▶ [RECORDS FOR THE TASK]
.....
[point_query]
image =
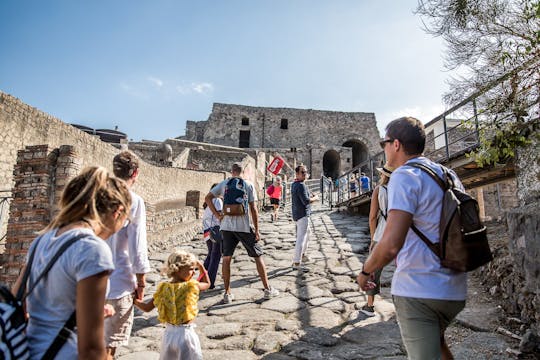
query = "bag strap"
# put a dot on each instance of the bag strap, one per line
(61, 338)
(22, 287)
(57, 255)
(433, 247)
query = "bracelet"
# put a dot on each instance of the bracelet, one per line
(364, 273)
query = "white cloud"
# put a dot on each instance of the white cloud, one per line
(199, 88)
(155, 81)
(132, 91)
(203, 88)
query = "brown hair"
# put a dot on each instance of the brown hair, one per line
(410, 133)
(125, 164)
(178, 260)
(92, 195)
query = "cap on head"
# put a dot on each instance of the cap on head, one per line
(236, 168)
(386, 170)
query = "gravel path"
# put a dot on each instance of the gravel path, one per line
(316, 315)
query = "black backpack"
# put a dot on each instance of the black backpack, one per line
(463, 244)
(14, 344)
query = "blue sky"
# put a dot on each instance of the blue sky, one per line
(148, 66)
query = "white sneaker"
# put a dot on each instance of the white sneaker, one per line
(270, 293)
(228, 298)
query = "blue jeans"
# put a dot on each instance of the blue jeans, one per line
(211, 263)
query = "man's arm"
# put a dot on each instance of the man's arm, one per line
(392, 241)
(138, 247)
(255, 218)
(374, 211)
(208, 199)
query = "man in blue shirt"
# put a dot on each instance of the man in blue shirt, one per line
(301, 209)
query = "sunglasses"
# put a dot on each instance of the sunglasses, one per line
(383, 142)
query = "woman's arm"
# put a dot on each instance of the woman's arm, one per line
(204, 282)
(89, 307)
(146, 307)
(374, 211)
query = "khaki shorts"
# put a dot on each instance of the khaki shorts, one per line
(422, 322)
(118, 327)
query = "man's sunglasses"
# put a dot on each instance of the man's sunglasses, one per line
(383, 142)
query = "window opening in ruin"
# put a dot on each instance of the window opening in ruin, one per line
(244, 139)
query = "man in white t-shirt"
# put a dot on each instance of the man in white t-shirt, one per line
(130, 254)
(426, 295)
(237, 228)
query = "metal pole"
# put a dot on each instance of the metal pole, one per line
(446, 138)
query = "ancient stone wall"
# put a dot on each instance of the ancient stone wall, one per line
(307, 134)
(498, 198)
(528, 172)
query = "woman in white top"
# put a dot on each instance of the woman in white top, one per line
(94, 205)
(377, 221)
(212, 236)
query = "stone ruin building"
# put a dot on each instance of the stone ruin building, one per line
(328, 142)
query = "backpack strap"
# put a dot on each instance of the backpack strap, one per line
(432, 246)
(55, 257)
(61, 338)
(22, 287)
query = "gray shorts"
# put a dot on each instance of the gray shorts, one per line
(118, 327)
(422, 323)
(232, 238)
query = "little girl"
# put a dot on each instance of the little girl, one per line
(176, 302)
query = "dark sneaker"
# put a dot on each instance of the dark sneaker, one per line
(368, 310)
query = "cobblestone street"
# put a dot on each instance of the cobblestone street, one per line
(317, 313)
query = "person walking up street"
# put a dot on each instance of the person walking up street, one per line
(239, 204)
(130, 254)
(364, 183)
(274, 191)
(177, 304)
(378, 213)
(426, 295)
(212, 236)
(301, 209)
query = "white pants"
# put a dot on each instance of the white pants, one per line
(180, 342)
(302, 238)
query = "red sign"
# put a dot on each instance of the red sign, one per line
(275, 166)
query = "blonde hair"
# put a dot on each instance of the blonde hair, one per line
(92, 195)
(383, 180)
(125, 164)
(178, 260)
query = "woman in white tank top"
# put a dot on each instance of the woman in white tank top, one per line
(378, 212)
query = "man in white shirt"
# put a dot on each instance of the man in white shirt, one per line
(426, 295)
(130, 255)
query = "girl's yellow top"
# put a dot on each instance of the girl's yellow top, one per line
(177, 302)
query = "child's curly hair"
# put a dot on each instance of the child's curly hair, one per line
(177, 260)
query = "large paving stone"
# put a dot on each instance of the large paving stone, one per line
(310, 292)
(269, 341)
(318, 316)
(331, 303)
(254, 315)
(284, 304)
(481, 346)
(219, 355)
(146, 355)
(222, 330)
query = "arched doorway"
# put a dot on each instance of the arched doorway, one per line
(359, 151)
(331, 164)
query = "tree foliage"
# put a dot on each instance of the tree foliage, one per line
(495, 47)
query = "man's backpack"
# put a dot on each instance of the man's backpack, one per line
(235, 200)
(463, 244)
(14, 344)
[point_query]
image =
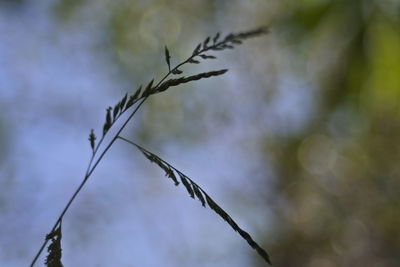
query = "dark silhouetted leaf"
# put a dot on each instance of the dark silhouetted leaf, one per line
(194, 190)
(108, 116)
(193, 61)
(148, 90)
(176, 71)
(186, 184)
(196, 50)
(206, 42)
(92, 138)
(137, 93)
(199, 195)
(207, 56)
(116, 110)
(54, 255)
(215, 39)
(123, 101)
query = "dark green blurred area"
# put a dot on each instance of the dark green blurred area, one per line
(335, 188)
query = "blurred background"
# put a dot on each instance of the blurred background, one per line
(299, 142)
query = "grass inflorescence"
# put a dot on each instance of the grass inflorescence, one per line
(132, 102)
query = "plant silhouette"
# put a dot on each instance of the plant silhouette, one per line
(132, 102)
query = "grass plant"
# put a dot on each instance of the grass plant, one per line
.....
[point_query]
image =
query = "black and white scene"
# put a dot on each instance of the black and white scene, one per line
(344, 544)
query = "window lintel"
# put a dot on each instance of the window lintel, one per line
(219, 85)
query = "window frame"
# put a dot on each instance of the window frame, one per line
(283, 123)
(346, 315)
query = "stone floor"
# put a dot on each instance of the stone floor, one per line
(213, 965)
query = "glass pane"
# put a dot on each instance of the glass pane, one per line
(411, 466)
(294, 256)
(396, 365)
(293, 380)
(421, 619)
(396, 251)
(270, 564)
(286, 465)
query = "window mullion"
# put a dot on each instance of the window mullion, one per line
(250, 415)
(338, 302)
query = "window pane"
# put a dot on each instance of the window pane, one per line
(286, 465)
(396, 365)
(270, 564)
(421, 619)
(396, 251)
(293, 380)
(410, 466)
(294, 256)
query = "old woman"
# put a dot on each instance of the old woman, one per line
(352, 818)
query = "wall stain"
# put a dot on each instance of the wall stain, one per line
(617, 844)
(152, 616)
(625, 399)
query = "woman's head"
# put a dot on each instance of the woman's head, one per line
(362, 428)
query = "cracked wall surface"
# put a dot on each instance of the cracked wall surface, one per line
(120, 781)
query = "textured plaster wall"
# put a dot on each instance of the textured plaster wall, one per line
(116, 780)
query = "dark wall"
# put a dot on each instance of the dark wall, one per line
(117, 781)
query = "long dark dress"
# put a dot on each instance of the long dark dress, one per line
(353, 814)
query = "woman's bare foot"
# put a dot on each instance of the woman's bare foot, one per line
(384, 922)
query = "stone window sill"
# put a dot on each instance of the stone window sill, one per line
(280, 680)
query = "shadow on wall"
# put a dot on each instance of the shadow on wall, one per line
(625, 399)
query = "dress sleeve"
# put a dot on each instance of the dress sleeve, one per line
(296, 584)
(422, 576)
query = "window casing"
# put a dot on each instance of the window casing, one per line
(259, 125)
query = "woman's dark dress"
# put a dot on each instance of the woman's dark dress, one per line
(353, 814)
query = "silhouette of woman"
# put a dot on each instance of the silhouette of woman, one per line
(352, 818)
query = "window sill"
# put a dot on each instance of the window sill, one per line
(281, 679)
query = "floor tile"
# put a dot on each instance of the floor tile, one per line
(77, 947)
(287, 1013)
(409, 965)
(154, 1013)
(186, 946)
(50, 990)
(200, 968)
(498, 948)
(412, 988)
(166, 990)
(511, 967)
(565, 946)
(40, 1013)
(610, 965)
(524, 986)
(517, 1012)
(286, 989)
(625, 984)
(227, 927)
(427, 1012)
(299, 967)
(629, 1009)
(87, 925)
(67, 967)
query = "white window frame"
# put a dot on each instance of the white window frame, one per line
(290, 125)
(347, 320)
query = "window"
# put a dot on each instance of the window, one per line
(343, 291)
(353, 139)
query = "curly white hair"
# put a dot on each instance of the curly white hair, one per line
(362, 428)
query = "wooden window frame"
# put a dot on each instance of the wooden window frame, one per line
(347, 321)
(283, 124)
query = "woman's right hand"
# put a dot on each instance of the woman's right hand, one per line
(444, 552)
.....
Pull out every line of the material above that contains the string "floor", and match its case exactly.

▶ [RESPONSE]
query = "stone floor"
# put a dot on each instance of the stone floor, one per line
query = "floor tile"
# put a dot on each instance of the floor tile, one per line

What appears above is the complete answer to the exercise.